TEXT SEGMENT:
________________

The great Justin Fields: What you need to know about 2018's most important recruit

Who is Justin Fields? And why should college football fans care?

There's a succinct answer as to why the quarterback from Kennesaw, Georgia, is the most important recruit for the 2018 class. It's a bold answer, make no mistake. It required 247Sports director of recruiting Barton Simmons to stick his neck out for an unproven football player. But it was an important answer. 

"Why should people care?" Simmons began. "It's simple. He's going to win a national championship for some team. It's a matter of who's fortunate enough to get him." 

Fields is -- to put it in the simplest yet most meaningful way -- the dude at the position for the upcoming class. 

The race to land the five-star dual-threat is on and it features a handful of college football's blue-blood programs. It's been ramped up since the moment Fields announced he was decommitting from Penn State in early June, though it was technically on before then since verbal pledges are non-binding.

________________

DATA SECTION:
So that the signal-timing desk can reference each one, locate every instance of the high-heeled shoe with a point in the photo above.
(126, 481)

________________

GOALS:
a – Can you quote the Justin Fields recruiting article between "There's a succinct" and "an important answer.", inclusive?
b – What comes next in the Justin Fields recruiting article? Continue it from the point where it stops.

SOLVED PROBLEMS:
a –
There's a succinct answer as to why the quarterback from Kennesaw, Georgia, is the most important recruit for the 2018 class. It's a bold answer, make no mistake. It required 247Sports director of recruiting Barton Simmons to stick his neck out for an unproven football player. But it was an important answer.

b –
With the new early signing period and National Signing Day still a good half a year away, there's plenty of time for Fields to make a decision -- or two, if he so chooses. He's already done changed course once, after all. 

In the meantime, the recruiting world will be focused on every Fields official visit, quote, and yes, tweet. With the help of Simmons and fellow 247Sports recruiting insider Steven Wiltfong, here's everything you need to know about the most fascinating college football prospect of the year and the competition to sign him. 

What's his background?

Fields is a five-star prospect, which is the highest possible rating given out by recruiting services. He's considered the No. 1 dual-threat quarterback recruit, the No. 2 player in the state of Georgia, and the No. 3 overall player in the class of 2018, according to the 247Sports Composite rankings. He's listed at 6-foot-3 and 221 pounds but has been recorded running a 4.51 at camps. 

Last year was his first season as a full-time starter at Harrison High School. During that campaign, he accumulated nearly 4,000 yards of offense and 38 touchdowns. Before that, he sat behind Lorenzo Nunez, who originally committed to South Carolina before transferring to Southeastern Louisiana.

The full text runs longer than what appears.